● **THE RECORDS**
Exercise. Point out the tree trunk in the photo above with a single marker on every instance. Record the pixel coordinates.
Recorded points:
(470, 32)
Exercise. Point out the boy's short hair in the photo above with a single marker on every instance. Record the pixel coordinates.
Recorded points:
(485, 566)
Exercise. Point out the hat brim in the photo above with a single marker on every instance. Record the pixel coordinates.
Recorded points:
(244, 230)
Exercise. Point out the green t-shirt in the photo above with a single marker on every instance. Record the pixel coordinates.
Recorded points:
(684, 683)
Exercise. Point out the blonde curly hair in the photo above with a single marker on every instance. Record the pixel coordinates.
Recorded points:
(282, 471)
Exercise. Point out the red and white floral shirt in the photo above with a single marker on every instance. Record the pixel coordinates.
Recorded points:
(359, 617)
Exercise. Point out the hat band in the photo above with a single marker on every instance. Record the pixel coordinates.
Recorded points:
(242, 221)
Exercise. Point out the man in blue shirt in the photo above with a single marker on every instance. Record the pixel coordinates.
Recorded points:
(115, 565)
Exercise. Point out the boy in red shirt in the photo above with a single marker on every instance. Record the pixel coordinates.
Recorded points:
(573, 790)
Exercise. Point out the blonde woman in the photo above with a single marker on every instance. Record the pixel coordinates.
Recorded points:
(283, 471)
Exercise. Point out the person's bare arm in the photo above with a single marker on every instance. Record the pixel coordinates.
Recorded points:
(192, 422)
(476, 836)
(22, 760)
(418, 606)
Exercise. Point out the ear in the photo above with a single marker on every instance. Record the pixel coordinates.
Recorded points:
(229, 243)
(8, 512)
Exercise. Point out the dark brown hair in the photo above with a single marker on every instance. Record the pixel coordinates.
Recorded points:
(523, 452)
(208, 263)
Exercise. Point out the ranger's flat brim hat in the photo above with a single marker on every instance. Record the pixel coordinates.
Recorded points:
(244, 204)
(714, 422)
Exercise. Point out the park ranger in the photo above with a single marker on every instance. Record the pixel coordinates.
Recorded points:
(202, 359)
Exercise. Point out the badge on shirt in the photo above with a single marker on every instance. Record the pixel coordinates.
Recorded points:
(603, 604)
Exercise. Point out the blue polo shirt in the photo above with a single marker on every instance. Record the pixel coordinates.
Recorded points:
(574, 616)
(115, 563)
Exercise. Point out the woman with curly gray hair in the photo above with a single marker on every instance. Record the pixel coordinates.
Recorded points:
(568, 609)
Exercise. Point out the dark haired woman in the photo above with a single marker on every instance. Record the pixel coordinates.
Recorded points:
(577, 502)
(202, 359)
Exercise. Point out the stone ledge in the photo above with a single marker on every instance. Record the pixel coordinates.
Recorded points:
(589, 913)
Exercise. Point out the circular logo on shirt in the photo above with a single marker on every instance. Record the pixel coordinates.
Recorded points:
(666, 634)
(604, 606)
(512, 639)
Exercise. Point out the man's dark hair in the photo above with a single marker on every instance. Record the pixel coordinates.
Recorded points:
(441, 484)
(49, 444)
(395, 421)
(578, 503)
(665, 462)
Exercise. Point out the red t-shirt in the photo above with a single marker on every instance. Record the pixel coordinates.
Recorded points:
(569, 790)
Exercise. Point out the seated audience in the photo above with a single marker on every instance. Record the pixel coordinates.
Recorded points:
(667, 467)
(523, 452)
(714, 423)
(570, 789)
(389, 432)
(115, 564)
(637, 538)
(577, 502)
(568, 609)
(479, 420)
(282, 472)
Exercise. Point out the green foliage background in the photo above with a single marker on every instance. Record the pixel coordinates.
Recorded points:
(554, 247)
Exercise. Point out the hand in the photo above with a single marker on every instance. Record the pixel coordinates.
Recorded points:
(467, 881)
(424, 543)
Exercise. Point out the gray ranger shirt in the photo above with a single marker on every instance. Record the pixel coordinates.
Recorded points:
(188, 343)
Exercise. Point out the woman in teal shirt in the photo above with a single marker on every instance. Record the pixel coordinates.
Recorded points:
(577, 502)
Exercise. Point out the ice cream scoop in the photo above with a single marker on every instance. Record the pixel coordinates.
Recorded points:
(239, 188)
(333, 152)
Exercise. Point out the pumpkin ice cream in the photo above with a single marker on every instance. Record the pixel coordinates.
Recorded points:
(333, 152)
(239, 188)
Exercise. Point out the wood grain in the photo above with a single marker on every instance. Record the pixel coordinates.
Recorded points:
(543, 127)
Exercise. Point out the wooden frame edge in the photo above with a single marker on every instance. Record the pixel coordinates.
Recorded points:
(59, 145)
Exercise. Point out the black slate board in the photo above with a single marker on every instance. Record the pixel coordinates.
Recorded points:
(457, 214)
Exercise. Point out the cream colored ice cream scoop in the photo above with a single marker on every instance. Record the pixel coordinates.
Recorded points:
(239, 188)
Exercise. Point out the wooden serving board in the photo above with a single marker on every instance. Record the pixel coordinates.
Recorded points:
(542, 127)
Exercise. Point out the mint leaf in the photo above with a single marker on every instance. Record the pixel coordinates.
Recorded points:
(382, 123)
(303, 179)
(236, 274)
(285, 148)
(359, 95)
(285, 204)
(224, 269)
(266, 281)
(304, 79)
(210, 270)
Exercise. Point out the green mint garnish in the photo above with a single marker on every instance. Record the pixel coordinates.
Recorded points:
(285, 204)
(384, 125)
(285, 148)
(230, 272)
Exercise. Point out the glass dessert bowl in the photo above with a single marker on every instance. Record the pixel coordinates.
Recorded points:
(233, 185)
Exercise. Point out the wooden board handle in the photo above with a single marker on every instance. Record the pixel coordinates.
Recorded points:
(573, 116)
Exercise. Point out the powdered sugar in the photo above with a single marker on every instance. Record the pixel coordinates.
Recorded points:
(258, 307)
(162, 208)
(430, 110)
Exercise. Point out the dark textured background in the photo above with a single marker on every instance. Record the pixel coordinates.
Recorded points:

● **TASK PROMPT**
Using the material above, write out each entry again with nothing changed.

● **PROBLEM SOLUTION**
Exercise. Point out the tree trunk in the photo above with a single marker on every instance. Record the pixel coordinates.
Recorded points:
(470, 32)
Exercise. Point out the boy's short hair in the photo above with a single marker on every instance. Record the pixel coordinates.
Recorded points:
(485, 566)
Exercise. Point out the hat brim in the photo above with a single marker on every instance. Record the pixel coordinates.
Recorded points:
(244, 230)
Exercise. Point out the green t-shirt in the photo above with a single marker on every instance. Record the pixel coordinates.
Recorded points:
(684, 683)
Exercise. Point out the blonde curly hair in the photo above with a single marker on every instance. Record the pixel coordinates.
Recorded points:
(282, 471)
Exercise. Point out the red and white floral shirt in the photo above with a single marker on every instance. Record the pixel coordinates.
Recorded points:
(359, 617)
Exercise. Point out the hat band in the photo above with a single marker on every instance. Record the pixel coordinates.
Recorded points:
(242, 221)
Exercise. Point out the man in blue shirt in the photo above with a single marker on every instance. Record the pixel coordinates.
Recorded points:
(115, 565)
Exercise. Point out the boy in red shirt in the photo above with a single marker on every instance. Record the pixel coordinates.
Recorded points:
(573, 790)
Exercise. Point out the blonde woman in the photo above with a single marker on every instance. Record the pixel coordinates.
Recorded points:
(283, 471)
Exercise. Point out the person's bare arm in the photo above with a single marker on every instance. Record the pixel coordinates.
Recorded points:
(192, 422)
(476, 836)
(22, 760)
(418, 606)
Exercise. Point out the ear in the photo above with a single marker on every instance. Record the pixel coordinates.
Recorded points:
(229, 243)
(8, 512)
Exercise. Point out the dark brown hair in the photo above with a single marker on every instance. Record the pixel coordinates.
Recorded points:
(523, 452)
(208, 263)
Exercise. Point out the ranger's flat brim hat in the photo above with a single marker on every instance. Record the pixel coordinates.
Recorded points:
(244, 204)
(714, 422)
Exercise. Point out the park ranger in the photo above with a single marker on every instance. Record the pixel coordinates.
Recorded points:
(202, 359)
Exercise. Point out the badge on shirt in the photo above with a single marker on every instance. Record the pixel coordinates.
Recorded points:
(603, 604)
Exercise. Point out the blue polo shirt in the photo above with a single marker on every instance. Record the pixel coordinates.
Recorded points:
(574, 616)
(115, 563)
Exercise. Point out the woman with curly gray hair in the photo above with a single marker on every instance. Record the pixel coordinates.
Recorded points:
(568, 609)
Exercise. Point out the dark haired woman in the photo above with a single marker on every instance. Record the pixel coordinates.
Recorded points:
(577, 502)
(202, 359)
Exercise. Point out the stone ledge in the photo above with a single marker on every instance. Record the pixel coordinates.
Recorded points:
(589, 913)
Exercise. Point out the circular logo on shirt in the photo above with a single marker on every instance. Record the pixel coordinates.
Recorded points:
(666, 634)
(604, 606)
(512, 639)
Exercise. Point out the man's dark hair in the photo above with a single marker on every instance. Record the pixel coordinates.
Recorded points:
(441, 484)
(49, 444)
(395, 421)
(578, 503)
(665, 462)
Exercise. Point out the red t-shirt in the photo above with a single marker on every instance. Record the pixel coordinates.
Recorded points:
(569, 790)
Exercise. Point out the seated audience in the photo above with a single marker on every instance. Record the pixel coordinates.
Recorded points:
(667, 467)
(523, 452)
(714, 423)
(570, 789)
(389, 432)
(115, 564)
(637, 538)
(577, 502)
(568, 609)
(479, 420)
(282, 472)
Exercise. Point out the green foliage background in the photo above with a single marker on every instance. Record the pixel coordinates.
Recorded points:
(554, 247)
Exercise. Point out the hand in the photo above with a single marker on every instance. Record the pixel coordinates.
Recorded points:
(467, 881)
(424, 543)
Exercise. Point out the gray ranger shirt in the photo above with a single marker on every instance. Record the pixel coordinates.
Recorded points:
(188, 343)
Exercise. Point out the woman in teal shirt in the photo above with a single marker on every instance. Record the pixel coordinates.
Recorded points:
(577, 502)
Exercise. Point out the ice cream scoop in the photo above with a single marker on every instance. Record the pixel coordinates.
Recorded points:
(239, 188)
(333, 152)
Exercise. Point out the pumpkin ice cream in the photo above with a single marker on every instance. Record the pixel coordinates.
Recorded points:
(333, 152)
(239, 188)
Exercise. Point out the wood grain in the photo above with a single marker on every instance. Record the pixel coordinates.
Recorded points:
(543, 127)
Exercise. Point out the wooden frame edge in the photo above with a single marker on every instance. Record the pixel coordinates.
Recorded points:
(59, 145)
Exercise. Point out the black slate board in the photo above with a single marker on every instance. Record the pixel coordinates.
Recorded points:
(457, 214)
Exercise. Point out the cream colored ice cream scoop in the photo above with a single marker on every instance. Record the pixel coordinates.
Recorded points:
(239, 188)
Exercise. Point out the wooden serving board in the photo above with a single marker on every instance. Record the pixel coordinates.
Recorded points:
(542, 127)
Exercise. Point out the mint leaf in the photo above with a single marker on every instance. Record the pixel coordinates.
Recorded points:
(382, 123)
(303, 179)
(236, 274)
(285, 148)
(359, 95)
(285, 204)
(224, 269)
(266, 281)
(304, 79)
(210, 270)
Exercise. Point out the green mint garnish in the photo above with a single marker on every instance. Record the pixel coordinates.
Recorded points:
(285, 204)
(384, 125)
(285, 148)
(230, 272)
Exercise. Point out the glass dessert bowl in the photo above with a single marker on every instance. Record the pixel coordinates.
Recorded points:
(233, 185)
Exercise. Point out the wooden board handle in the photo above with a single marker on every instance. Record the pixel coordinates.
Recorded points:
(573, 116)
Exercise. Point out the powdered sugar in the photo above with a single marker on every instance. Record the pixel coordinates.
Recorded points:
(258, 307)
(162, 208)
(430, 110)
Exercise. Point out the dark textured background in the photo above with a single marker on every instance. Record the pixel coordinates.
Recorded points:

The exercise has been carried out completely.